Extracted records =>

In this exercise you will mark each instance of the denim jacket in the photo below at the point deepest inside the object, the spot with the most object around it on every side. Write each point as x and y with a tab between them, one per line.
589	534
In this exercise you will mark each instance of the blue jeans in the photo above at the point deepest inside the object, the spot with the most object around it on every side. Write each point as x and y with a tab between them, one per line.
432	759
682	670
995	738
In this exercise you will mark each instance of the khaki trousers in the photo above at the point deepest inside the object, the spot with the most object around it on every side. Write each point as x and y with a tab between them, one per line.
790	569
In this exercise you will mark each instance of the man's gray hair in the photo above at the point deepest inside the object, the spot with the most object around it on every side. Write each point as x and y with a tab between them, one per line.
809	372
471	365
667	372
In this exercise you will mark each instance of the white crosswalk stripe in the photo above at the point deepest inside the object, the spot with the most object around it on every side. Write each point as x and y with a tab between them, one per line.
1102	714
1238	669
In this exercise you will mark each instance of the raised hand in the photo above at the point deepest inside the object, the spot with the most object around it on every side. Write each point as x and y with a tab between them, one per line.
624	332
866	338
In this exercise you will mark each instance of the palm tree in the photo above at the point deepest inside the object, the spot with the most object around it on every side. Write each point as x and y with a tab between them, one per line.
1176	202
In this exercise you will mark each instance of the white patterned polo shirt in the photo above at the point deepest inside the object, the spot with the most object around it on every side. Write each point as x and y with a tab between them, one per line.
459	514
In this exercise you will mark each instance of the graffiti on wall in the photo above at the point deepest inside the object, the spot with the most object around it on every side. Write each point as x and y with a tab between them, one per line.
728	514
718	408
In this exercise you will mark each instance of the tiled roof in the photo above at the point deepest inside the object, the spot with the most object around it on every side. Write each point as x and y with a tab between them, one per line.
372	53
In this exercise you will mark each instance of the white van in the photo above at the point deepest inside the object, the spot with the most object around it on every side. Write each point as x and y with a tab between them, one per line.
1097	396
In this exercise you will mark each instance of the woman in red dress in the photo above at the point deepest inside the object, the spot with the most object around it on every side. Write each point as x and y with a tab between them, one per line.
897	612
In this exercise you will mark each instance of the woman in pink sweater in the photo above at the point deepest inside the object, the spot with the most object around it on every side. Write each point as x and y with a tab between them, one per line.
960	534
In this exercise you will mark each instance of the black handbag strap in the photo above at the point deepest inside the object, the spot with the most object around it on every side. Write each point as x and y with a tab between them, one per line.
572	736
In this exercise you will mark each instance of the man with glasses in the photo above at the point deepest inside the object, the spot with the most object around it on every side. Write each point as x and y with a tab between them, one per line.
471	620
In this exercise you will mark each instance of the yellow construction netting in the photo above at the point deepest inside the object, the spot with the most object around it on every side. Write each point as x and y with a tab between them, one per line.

Problem => Repeat the whole of the data verbatim, as it reads above.

Your response =>
In this exercise you will mark each instance of the denim jacket in the photo below at the point deepest inside the object, the spot with the most object around it on every side. Write each point as x and y with a tab between them, one per line.
589	534
In this exercise you will mark each instance of the blue jeans in the photo above at the point deepest inside the object, the spot with the most object around it on every side. Write each point as x and y with a tab between them, one per line.
432	759
682	670
995	738
In this exercise you will mark each instance of the khaki trousers in the photo above at the point deepest inside the object, the spot with the most object around it on every side. Write each point as x and y with a tab between them, one per line.
790	569
In this exercise you will mark each instance of the man's gray hair in the photo above at the point deepest inside the object, the spot with the most object around it on every side. Write each point as x and y with a tab between them, one per line.
809	372
471	365
667	372
In this exercise you will mark each instance of the white crosswalk stripe in the photo above at the point deepest inside the object, the spot with the most object around it on every side. Write each point as x and y with a tab between them, one per line.
1102	714
1238	669
In this exercise you will mark each instance of the raised hand in the photo above at the point deepest inside the object, the spot with the most object around it on every side. Write each point as x and y with a tab between them, one per line.
624	332
866	338
In this exercise you will mark each instance of the palm tree in the photo above at the point deepest inside the object, the spot with the most object around it on every side. Write each point as x and y with a tab between them, one per line.
1176	202
In this exercise you will mark each instance of the white patterned polo shirt in the photo above at the point deepest inside the object, the spot with the most object around it on every side. Write each point as x and y with a tab between them, one per line.
459	514
In this exercise you will mark each instance of the graffiti on wall in the photo above at the point deepest inside the object, the spot with the most object around it on every side. Write each point as x and y with a tab between them, one per line.
728	514
718	408
In this exercise you will mark each instance of the tiled roof in the photo above at the point deepest inside the object, the spot with the most object around it on every side. Write each point as x and y with a tab between them, one per line.
372	53
In this exercise you will mark each instance of the white van in the photo above at the point deepest inside the object, the spot with the most object around it on every side. Write each point as x and y with a tab between them, one per line.
1097	396
In this exercise you will mark each instance of the woman in red dress in the photo above at the point deepest inside the object, the spot with the most object around it on every side. Write each point as x and y with a tab between them, one per line.
897	612
In this exercise you will mark each instance of the woman in pink sweater in the photo above at the point deepest inside the object, the spot with the most object around it on every side. Write each point as x and y with a tab between them, one per line.
960	534
In this exercise you will mark each instance of the black handbag strap in the photo above at the point deepest inside the object, the spot with the most object around it on every side. Write each point as x and y with a tab between them, one per line.
572	736
In this exercise you will mark each instance of the man with glasses in the photo above at the point deepest inside the object, the spot with the most object around it on every side. Write each point as x and y with a tab between them, one per line.
471	620
In this exercise you will mark each instance of the yellow construction netting in the photo above at the point deepest inside the object, the spot with the most object around it on every side. Write each point as x and y with a tab between them, one per line.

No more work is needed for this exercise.